→ **REQUIREMENTS**: Return every line in the items that contains the word "observation".

→ **Dataset records**:

- - -

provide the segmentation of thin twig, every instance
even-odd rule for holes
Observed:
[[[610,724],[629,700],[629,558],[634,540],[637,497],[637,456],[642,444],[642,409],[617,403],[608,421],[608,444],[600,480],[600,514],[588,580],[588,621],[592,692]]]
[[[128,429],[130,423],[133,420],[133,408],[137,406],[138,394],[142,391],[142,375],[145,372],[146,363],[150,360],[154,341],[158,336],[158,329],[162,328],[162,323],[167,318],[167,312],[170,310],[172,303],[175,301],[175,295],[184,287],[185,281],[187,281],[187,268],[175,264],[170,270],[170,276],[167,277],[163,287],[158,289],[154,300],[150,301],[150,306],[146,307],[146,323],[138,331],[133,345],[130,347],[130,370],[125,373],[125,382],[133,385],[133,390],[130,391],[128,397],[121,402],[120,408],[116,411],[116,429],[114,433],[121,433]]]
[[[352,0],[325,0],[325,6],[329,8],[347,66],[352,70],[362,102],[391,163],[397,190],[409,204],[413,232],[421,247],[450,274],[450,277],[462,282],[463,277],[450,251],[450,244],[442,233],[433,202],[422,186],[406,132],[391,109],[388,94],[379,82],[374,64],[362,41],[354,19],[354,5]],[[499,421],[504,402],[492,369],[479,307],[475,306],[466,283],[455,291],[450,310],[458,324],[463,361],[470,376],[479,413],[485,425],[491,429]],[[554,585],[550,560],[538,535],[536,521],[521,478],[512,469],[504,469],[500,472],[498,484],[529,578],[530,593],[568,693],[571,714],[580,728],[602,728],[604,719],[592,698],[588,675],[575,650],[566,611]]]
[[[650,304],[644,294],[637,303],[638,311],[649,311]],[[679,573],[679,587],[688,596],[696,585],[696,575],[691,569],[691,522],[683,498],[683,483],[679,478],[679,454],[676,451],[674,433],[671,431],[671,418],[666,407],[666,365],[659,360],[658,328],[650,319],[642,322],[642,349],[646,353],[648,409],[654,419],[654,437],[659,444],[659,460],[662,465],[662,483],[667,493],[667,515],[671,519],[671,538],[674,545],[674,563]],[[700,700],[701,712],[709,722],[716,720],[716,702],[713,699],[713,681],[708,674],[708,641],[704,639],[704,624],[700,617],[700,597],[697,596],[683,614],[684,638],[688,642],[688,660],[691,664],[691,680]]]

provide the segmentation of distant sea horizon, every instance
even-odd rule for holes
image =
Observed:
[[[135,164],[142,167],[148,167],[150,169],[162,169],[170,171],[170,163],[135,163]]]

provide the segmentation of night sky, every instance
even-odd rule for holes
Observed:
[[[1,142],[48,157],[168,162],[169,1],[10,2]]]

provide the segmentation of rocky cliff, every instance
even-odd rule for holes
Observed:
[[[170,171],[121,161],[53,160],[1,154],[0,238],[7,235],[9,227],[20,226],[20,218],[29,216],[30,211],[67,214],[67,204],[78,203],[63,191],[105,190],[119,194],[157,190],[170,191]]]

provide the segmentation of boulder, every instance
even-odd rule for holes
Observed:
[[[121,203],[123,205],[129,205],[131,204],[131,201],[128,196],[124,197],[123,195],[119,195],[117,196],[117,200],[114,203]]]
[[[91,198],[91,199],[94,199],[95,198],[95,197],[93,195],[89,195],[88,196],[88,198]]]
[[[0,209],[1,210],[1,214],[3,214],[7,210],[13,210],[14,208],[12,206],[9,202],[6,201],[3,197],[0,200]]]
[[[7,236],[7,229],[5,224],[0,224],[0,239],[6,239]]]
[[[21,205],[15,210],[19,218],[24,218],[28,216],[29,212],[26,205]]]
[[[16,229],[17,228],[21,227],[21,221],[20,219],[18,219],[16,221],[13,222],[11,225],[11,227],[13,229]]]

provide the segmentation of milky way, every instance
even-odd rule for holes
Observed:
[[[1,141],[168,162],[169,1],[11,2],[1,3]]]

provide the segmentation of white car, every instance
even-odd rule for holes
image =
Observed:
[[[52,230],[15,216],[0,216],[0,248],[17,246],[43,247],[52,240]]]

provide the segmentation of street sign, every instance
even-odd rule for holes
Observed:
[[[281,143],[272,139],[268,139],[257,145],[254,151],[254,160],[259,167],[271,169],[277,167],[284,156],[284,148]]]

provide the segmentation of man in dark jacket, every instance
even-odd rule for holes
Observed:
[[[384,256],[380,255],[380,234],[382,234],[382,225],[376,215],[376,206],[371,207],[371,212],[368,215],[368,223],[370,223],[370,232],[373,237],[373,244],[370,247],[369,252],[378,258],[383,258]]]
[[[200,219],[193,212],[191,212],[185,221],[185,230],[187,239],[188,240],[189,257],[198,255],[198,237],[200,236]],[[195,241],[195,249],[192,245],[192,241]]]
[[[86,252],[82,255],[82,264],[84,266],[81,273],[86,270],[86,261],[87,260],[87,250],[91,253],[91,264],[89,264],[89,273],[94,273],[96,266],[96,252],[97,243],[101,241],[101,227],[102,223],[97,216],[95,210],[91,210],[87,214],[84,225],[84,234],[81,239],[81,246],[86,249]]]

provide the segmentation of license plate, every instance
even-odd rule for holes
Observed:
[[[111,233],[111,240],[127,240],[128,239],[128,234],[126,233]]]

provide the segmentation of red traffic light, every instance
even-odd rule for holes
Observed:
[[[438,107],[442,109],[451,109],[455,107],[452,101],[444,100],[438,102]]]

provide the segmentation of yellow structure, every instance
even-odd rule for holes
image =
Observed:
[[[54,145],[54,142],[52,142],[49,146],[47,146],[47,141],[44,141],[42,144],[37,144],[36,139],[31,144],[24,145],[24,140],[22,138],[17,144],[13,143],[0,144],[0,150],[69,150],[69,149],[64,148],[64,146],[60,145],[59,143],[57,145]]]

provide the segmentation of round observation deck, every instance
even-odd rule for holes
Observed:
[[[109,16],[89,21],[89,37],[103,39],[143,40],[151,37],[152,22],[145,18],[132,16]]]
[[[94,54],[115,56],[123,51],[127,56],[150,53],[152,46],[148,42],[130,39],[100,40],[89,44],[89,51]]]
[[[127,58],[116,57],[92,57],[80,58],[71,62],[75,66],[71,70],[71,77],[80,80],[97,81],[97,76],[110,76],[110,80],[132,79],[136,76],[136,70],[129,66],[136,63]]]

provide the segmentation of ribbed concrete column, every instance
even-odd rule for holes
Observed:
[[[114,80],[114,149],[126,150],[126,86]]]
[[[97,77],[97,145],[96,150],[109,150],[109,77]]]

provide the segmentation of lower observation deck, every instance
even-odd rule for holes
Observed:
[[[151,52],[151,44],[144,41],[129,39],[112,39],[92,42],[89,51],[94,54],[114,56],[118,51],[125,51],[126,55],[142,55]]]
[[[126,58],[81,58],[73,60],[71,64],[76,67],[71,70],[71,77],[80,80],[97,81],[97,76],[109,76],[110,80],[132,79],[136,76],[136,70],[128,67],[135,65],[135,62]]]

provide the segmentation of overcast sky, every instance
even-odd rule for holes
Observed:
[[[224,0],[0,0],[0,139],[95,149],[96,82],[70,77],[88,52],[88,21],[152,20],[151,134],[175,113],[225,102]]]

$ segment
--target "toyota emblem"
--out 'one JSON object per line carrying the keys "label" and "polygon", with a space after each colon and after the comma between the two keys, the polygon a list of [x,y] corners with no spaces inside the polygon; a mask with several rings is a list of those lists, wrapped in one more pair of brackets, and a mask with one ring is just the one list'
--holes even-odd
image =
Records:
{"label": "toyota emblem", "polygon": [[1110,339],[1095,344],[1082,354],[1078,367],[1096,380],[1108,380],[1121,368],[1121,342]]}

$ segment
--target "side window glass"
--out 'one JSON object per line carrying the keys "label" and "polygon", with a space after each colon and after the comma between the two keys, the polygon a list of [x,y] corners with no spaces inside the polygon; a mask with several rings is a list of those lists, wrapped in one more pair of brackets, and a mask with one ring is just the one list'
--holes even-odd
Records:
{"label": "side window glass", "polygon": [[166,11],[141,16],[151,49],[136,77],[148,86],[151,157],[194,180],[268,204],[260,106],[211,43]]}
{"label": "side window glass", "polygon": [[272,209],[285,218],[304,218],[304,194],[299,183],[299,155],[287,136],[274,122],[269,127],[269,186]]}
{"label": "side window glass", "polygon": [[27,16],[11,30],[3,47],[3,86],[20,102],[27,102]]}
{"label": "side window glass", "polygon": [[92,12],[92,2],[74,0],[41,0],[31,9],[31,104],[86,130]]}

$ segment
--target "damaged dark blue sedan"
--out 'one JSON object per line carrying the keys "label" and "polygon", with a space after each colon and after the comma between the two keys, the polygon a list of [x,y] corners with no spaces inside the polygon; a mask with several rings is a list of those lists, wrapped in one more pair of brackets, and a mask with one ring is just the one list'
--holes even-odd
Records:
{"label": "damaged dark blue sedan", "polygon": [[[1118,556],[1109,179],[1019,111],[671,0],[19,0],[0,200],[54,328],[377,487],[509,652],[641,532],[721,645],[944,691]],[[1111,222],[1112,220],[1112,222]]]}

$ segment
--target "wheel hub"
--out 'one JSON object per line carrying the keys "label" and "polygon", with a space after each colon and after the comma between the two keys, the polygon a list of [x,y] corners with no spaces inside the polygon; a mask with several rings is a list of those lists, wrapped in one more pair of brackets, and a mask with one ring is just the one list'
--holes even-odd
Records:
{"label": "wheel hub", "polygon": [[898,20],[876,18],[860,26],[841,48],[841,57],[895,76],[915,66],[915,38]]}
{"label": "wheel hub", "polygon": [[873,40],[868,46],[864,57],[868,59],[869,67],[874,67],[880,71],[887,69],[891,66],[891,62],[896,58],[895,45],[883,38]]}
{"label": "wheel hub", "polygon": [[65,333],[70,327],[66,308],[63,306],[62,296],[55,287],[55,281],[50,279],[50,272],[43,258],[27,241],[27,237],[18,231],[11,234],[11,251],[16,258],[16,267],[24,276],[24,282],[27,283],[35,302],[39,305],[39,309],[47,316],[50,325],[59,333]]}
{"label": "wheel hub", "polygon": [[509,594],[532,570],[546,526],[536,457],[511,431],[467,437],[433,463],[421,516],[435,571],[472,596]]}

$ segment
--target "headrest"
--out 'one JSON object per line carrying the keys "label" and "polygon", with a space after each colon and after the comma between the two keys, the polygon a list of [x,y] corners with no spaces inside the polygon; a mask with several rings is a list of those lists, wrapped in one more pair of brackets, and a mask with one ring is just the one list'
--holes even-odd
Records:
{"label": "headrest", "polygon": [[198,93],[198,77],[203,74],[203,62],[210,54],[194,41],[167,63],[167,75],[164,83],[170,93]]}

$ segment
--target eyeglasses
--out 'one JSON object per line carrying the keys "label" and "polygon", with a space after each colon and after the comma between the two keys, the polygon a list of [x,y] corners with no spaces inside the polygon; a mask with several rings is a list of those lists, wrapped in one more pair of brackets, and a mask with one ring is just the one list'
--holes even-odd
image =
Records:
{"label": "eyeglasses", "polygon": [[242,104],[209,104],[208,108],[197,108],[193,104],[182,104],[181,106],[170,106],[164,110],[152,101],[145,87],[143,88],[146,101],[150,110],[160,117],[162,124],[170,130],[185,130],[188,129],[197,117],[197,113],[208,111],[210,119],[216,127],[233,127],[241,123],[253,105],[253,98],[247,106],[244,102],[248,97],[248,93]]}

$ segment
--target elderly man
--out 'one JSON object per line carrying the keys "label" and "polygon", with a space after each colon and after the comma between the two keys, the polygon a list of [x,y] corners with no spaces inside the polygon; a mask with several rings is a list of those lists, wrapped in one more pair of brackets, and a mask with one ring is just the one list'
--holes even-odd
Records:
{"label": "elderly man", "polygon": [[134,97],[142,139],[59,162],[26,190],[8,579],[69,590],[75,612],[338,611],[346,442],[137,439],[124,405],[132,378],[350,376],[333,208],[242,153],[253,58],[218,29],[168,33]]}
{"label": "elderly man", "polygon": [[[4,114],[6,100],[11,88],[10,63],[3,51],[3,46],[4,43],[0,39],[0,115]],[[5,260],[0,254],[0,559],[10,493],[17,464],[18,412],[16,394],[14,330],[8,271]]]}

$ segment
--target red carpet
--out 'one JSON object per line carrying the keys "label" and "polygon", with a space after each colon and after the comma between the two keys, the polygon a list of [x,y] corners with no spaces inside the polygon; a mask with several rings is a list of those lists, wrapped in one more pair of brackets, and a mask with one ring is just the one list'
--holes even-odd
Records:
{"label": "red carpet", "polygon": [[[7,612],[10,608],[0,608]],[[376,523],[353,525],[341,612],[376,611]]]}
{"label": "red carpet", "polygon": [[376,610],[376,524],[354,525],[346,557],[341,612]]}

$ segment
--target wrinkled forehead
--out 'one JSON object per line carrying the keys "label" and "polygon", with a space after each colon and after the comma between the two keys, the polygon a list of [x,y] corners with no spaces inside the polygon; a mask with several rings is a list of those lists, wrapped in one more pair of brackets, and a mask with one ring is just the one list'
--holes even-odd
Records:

- - -

→ **WRITTEN RESPONSE**:
provide the segmentation of round observation deck, every instance
provide the segmentation of lower observation deck, every instance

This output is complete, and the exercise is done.